DOCUMENT SECTION:
This repository contains the core code of the paper "Two Are Better than One: Context Window Extension with Multi-Grained Self-Injection".
To train the model on downsampled redpajama and activation beacon, please refer to the following repositories to prepare the data
Downsampled RP: https://github.com/princeton-nlp/CEPE
Activation-Beacon: https://github.com/FlagOpen/FlagEmbedding/tree/master/Long_LLM/activation_beacon
To train sharedllm on red-pajama, use the following command to start training (by default we use NVIDIA 8xA800 GPUs for both training)
CUDA_VISIBLE_DEVICES=$CVD deepspeed train.py --model_name_or_path <llama_path> \
--encoder_name_or_path <llama_path> \
--config <path_to_config> \
` --model_class sharedllm \
--output_dir output/sharedllm_7b \
--deepspeed <path_to_deepspeed_config>
For mixed dataset training, just change train.py
to train_beacon.py
and corresponding configuration file.

TASKS TO COMPLETE:
1 - Answer from the repository README:
(a) What GPU setup is used by default for training?
(b) What output directory does the training command specify?
(c) For mixed dataset training, which script replaces train.py?
2 - Reproduce the entries from the line holding "Pin every instance of the gray wing." through the last line of the entries, inclusive, changing every "Pin" to "Mark" and leaving everything else as it is.
The README and the entries that follow it are unrelated.

GIVEN DATA:
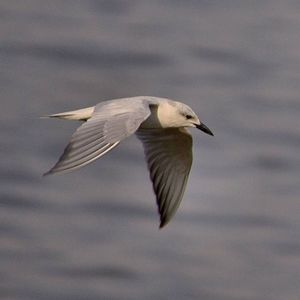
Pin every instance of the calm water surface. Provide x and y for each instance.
(93, 234)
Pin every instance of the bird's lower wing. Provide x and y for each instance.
(169, 157)
(107, 126)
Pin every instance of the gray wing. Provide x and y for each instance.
(111, 122)
(169, 157)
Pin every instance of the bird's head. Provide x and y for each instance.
(187, 118)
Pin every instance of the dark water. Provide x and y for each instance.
(93, 234)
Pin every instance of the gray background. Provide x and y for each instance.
(93, 234)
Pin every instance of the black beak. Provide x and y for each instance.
(204, 128)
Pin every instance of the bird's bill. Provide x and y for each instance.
(204, 128)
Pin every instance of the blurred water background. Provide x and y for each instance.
(93, 233)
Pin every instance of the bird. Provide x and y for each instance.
(159, 123)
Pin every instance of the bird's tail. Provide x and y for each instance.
(79, 114)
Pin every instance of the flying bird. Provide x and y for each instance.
(159, 123)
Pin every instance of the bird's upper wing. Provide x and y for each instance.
(169, 157)
(111, 122)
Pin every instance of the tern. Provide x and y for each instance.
(161, 125)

RESPONSES TO THE EXERCISE:
1 -
(a) NVIDIA 8xA800 GPUs
(b) output/sharedllm_7b
(c) train_beacon.py

2 -
Mark every instance of the gray wing. Provide x and y for each instance.
(111, 122)
(169, 157)
Mark every instance of the bird's head. Provide x and y for each instance.
(187, 118)
Mark every instance of the dark water. Provide x and y for each instance.
(93, 234)
Mark every instance of the gray background. Provide x and y for each instance.
(93, 234)
Mark every instance of the black beak. Provide x and y for each instance.
(204, 128)
Mark every instance of the bird's bill. Provide x and y for each instance.
(204, 128)
Mark every instance of the blurred water background. Provide x and y for each instance.
(93, 233)
Mark every instance of the bird. Provide x and y for each instance.
(159, 123)
Mark every instance of the bird's tail. Provide x and y for each instance.
(79, 114)
Mark every instance of the flying bird. Provide x and y for each instance.
(159, 123)
Mark every instance of the bird's upper wing. Provide x and y for each instance.
(169, 157)
(111, 122)
Mark every instance of the tern. Provide x and y for each instance.
(161, 125)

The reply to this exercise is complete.